§ Text segment:

= = = = =

Greetings, two-legged readers. I understand you just celebrated a most important holiday called “Memorial Day.” It’s a day when you honor friends and family who are no longer living. How can we compare such a tradition with what cats remember?
Some people think we cats do not remember anything, but that is not true. We have both long-term and short-term memories. You might find this amazing — a cat has the ability to remember something for up to 10 years at least.
Of course, we do not have as many or varied memories as you two-leggeds, but we do not live nearly as long.
Our time here on earth seems short compared to your lives. What we do remember will of course contain different things than your memories, as we do not place importance on the same things as you. Nor, since our lives don’t last nearly as long, our memories of things don’t go back as far as yours.
However, our memories do exist. We have emotional centers in our brains very similar to yours. Thus, many of our memories have become attached to the emotions that we had when the memory first began.

= = = = =

§ Provided data:

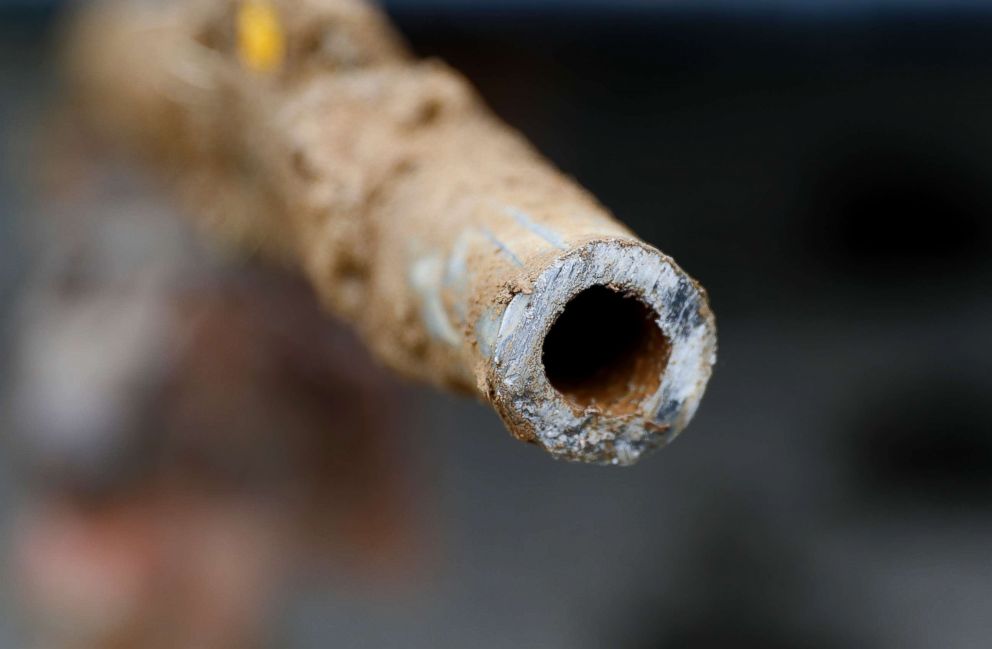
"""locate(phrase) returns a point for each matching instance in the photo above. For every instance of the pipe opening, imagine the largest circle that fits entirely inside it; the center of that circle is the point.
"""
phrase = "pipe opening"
(606, 351)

= = = = =

§ Work task 1: In the piece on cat memory, reproduce the passage from "Greetings, two-legged readers." to "years at least.", swapping "cats" for "felines".
§ Work task 2: Summarize the piece on cat memory in two sentences.

§ Exercise result 1:
Greetings, two-legged readers. I understand you just celebrated a most important holiday called “Memorial Day.” It’s a day when you honor friends and family who are no longer living. How can we compare such a tradition with what felines remember?
Some people think we felines do not remember anything, but that is not true. We have both long-term and short-term memories. You might find this amazing — a cat has the ability to remember something for up to 10 years at least.

§ Exercise result 2: Writing to humans after Memorial Day, a cat narrator insists that cats do remember, holding both long-term and short-term memories that can last up to 10 years at least. Cats' memories are fewer, less varied and shorter in reach than human ones because cats live shorter lives and value different things, yet emotional centers in their brains much like human ones tie many memories to the emotions felt when they began.